> [Material for this exercise]
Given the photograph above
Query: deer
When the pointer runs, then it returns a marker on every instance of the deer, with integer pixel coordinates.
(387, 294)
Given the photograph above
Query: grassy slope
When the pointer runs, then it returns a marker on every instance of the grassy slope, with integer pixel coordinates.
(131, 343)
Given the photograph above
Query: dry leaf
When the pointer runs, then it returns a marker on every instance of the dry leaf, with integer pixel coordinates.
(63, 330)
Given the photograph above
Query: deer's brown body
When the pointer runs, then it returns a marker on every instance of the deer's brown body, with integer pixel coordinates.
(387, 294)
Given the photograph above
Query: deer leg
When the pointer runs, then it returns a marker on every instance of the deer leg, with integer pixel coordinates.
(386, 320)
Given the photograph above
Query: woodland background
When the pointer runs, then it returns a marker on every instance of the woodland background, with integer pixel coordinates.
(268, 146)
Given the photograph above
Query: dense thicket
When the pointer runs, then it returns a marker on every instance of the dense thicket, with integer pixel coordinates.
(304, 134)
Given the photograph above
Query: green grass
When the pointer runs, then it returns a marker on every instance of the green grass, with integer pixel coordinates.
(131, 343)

> [What you need to do]
What this exercise asks for is an exact copy of all the records.

> [Solution to the problem]
Given the photograph above
Query: deer
When the pointer runs, then it returns a marker on every instance of the deer, with integer pixel coordinates.
(387, 294)
Given the photograph above
Query: grassy slope
When the pointer runs, then it returns a marker on every instance of the grassy slope, with integer pixel coordinates.
(131, 343)
Given the photograph above
Query: dry leaf
When the pointer runs, then it returns a marker on every instance of the dry leaf, with integer pixel coordinates.
(63, 330)
Given the photograph above
Query: deer's brown body
When the pointer runs, then it returns a marker on every instance of the deer's brown body, with integer pixel coordinates.
(387, 294)
Given the photograph above
Query: deer leg
When the pointer runs, then it returns a marker on every instance of the deer leg, with integer pixel coordinates.
(386, 320)
Given the photograph above
Query: woodland background
When the pointer runs, then it returns a marker on every instance of the woodland background, with integer pixel coordinates.
(268, 146)
Given the photograph above
Query: dense thicket
When the pointer runs, then it returns a marker on every instance of the dense thicket, with integer pixel coordinates.
(304, 134)
Given the photograph above
Query: green grass
When the pointer runs, then it returns a marker on every instance of the green grass, with integer pixel coordinates.
(131, 343)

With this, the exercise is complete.